Copy the records starting with the line that contains "Point out the red" and going on through the line that contains "[[0, 639, 231, 705]]", keeping the requests word for word. Increase every bounding-box coordinate in the answers by 78, and leave the sample coordinates inside the requests unchanged.

[Stored items from a collection]
⟨

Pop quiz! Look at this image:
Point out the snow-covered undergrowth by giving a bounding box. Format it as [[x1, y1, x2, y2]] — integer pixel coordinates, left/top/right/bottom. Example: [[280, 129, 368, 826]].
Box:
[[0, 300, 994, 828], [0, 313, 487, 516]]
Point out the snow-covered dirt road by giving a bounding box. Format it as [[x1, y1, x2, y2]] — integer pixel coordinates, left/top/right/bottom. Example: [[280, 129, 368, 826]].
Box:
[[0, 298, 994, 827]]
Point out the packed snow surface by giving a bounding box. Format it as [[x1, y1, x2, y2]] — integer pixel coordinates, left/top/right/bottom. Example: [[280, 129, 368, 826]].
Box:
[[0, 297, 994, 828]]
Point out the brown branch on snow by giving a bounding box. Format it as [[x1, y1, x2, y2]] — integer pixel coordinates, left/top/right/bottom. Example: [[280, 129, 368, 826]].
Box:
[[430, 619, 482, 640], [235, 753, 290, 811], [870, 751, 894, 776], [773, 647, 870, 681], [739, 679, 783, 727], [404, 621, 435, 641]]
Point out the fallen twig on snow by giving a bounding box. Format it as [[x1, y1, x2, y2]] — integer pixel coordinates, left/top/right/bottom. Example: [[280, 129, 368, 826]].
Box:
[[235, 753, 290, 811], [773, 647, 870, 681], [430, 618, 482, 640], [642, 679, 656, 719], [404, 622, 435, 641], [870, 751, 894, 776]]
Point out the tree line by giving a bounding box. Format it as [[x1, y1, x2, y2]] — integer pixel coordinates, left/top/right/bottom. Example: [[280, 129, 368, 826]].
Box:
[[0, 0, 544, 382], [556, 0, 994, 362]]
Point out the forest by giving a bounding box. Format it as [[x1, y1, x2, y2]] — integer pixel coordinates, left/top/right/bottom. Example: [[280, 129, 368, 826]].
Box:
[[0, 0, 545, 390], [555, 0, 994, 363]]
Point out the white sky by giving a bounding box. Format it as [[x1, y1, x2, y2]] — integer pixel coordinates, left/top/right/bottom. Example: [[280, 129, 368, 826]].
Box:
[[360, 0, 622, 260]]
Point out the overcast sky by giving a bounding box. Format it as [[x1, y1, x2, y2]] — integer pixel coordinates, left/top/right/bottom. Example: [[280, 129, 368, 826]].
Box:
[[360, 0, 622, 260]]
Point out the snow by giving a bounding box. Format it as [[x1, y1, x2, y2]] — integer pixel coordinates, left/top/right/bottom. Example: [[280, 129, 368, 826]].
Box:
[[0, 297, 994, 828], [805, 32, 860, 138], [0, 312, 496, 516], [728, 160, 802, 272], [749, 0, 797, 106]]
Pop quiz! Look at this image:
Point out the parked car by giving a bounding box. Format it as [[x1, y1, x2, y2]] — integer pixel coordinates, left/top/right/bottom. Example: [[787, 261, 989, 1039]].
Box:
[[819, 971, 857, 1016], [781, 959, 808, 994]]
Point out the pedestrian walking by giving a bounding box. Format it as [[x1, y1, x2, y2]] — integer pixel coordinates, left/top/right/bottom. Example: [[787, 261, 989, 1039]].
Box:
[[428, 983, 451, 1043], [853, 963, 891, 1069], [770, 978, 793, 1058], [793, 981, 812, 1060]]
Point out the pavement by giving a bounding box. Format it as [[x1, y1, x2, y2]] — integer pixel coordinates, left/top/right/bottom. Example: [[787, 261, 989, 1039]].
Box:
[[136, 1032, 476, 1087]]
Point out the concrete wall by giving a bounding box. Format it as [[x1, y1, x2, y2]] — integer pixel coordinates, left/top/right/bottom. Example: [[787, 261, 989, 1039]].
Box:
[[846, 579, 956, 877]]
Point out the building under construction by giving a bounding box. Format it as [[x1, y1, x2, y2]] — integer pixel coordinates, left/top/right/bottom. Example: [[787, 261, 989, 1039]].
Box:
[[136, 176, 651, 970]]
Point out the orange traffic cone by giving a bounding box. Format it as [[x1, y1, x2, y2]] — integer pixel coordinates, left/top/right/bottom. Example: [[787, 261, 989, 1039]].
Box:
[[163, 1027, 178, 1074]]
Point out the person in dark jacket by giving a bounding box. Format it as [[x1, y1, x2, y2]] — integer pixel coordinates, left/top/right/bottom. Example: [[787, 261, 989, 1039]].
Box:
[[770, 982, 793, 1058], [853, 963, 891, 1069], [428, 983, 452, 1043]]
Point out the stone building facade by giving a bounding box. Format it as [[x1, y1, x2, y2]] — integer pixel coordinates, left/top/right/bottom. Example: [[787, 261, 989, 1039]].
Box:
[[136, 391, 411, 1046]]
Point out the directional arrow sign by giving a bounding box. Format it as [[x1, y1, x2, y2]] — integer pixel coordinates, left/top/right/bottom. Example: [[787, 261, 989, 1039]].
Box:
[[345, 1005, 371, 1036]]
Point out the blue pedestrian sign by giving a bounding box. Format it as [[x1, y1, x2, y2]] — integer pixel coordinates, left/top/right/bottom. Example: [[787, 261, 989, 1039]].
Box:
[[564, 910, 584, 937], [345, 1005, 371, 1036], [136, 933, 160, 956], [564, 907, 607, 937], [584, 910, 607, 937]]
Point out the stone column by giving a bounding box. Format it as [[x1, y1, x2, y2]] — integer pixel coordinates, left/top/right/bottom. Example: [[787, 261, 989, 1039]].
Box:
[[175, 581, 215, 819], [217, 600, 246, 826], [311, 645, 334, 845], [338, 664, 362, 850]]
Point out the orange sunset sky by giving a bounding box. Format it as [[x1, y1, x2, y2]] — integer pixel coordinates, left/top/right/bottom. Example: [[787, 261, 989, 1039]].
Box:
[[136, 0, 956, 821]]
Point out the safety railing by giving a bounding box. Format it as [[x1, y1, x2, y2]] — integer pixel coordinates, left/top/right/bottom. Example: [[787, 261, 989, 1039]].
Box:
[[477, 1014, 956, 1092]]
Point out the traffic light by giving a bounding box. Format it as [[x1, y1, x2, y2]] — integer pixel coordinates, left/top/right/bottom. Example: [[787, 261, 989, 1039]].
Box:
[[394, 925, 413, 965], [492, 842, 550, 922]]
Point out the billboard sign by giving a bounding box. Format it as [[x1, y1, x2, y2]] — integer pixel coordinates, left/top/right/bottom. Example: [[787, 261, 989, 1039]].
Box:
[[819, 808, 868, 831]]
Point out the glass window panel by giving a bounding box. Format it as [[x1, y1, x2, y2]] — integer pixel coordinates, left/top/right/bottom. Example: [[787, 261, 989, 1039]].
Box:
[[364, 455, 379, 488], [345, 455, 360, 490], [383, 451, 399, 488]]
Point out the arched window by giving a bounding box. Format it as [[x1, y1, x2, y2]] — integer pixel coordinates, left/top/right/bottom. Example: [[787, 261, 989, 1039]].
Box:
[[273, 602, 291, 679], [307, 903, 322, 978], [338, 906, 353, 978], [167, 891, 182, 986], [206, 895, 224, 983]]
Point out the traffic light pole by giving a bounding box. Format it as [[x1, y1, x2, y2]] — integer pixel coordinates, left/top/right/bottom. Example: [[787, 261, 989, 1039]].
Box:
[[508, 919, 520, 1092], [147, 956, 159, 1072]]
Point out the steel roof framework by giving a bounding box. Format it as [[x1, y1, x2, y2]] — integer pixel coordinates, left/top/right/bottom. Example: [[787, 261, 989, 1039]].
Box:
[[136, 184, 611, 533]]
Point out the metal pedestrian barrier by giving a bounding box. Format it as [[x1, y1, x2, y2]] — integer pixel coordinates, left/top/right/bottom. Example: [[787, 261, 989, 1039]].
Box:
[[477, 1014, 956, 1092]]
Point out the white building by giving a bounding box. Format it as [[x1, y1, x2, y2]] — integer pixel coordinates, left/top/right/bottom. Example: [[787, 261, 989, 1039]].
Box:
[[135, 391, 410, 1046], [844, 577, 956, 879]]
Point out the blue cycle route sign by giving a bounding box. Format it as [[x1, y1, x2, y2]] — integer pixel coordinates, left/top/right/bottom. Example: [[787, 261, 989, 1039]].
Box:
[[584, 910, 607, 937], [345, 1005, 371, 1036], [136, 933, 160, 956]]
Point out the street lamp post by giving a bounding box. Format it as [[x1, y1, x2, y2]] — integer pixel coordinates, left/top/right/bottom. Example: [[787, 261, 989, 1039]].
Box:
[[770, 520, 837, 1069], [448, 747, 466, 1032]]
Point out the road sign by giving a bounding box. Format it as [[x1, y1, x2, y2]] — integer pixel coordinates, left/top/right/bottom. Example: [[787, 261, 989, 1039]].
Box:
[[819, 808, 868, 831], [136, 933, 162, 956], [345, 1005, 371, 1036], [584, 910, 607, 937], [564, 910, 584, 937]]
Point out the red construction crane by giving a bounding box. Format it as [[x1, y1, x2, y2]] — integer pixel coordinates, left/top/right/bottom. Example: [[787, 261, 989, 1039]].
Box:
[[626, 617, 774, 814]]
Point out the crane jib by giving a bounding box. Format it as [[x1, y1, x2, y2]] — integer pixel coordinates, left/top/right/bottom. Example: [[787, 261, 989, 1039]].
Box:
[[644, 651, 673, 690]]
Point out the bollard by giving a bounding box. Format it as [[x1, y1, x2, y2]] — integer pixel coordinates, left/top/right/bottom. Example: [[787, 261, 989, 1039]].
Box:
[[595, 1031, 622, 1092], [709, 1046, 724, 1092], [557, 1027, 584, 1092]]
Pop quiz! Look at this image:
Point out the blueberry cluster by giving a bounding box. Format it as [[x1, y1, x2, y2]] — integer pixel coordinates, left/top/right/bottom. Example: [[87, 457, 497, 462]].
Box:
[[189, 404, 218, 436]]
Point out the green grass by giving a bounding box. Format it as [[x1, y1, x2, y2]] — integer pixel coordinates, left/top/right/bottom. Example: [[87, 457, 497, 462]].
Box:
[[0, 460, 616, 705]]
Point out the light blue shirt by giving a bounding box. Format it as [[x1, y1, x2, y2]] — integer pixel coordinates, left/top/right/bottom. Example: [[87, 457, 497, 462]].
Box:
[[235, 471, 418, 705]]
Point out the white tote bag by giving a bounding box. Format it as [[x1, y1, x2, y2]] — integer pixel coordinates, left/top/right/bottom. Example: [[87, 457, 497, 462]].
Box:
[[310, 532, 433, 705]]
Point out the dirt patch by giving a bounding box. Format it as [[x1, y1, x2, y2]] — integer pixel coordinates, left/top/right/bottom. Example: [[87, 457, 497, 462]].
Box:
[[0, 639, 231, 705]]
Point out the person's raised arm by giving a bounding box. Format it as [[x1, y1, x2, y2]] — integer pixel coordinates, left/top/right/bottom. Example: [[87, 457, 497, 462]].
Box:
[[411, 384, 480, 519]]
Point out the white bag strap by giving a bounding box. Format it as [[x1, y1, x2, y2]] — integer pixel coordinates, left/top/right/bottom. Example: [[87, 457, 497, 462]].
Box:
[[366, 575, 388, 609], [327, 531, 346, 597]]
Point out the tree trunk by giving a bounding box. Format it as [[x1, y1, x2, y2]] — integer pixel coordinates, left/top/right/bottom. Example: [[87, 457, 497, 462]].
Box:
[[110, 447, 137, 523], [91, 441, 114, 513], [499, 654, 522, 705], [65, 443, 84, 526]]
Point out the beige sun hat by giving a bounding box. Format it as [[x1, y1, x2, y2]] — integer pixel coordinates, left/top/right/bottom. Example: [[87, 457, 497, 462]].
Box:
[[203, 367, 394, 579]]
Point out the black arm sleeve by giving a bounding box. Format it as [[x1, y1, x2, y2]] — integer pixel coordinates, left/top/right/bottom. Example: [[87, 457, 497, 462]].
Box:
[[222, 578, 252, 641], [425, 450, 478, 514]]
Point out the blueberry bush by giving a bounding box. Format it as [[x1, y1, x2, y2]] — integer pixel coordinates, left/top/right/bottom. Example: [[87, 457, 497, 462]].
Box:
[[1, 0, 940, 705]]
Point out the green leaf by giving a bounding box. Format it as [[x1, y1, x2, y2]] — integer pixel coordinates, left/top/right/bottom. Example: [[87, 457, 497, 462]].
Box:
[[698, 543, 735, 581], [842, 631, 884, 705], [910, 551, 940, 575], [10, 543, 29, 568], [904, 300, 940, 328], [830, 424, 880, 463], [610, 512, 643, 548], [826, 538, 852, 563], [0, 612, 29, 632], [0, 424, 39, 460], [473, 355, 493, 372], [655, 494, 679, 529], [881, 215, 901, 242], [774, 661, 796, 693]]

⟩

Result of this exercise:
Point out the red construction crane by giving a bounding box. Format it as [[x1, y1, x2, y2]] — integer pixel coordinates, left/top/right/bottom. Example: [[787, 261, 989, 1039]].
Box:
[[704, 695, 852, 892]]
Point out the crane jib by giving a bounding box. Format it as [[x1, y1, x2, y2]] — integer pixel coordinates, left/top/right/bottom. Example: [[787, 261, 989, 1039]].
Box:
[[722, 729, 751, 768]]
Point out the bollard by giving a bounding box. Format it as [[x1, y1, x2, y2]] — integer pixel coordinates, left/top/right/bottom. Example: [[787, 261, 989, 1039]].
Box:
[[673, 1109, 700, 1170], [787, 1124, 802, 1170], [635, 1105, 662, 1170]]
Pop quiz! Look at this image:
Point out the blueberry cluster by giving a bounding box. Format it as [[x1, y1, x2, y2]] — integer pixel coordinates, left/top/right/bottom. Example: [[87, 457, 497, 462]].
Box:
[[267, 482, 296, 514]]
Point out the green grass by giving a bounding box. Format it as [[x1, y1, x2, y2]] — integer pixel coordinates, left/top/right/bottom. Example: [[87, 457, 497, 462]].
Box:
[[78, 538, 694, 783]]
Point out the light blue shirt by giving a bounding box. Format it as [[x1, y1, x2, y2]] — integer pixel coordinates, left/top/right/bottom. Example: [[87, 457, 497, 462]].
Box:
[[313, 549, 496, 783]]
Point out the white tote bag by giving a bounding box. Format it as [[x1, y1, x2, y2]] — integer pixel coordinates, left/top/right/bottom. Example: [[87, 457, 497, 462]].
Box:
[[388, 610, 511, 783]]
Point out the dirt patch by giving a bounding box. Format it as [[x1, y1, x2, y2]] — integer pixel coordinates, left/top/right/bottom. Example: [[87, 457, 497, 462]].
Box:
[[78, 717, 309, 783]]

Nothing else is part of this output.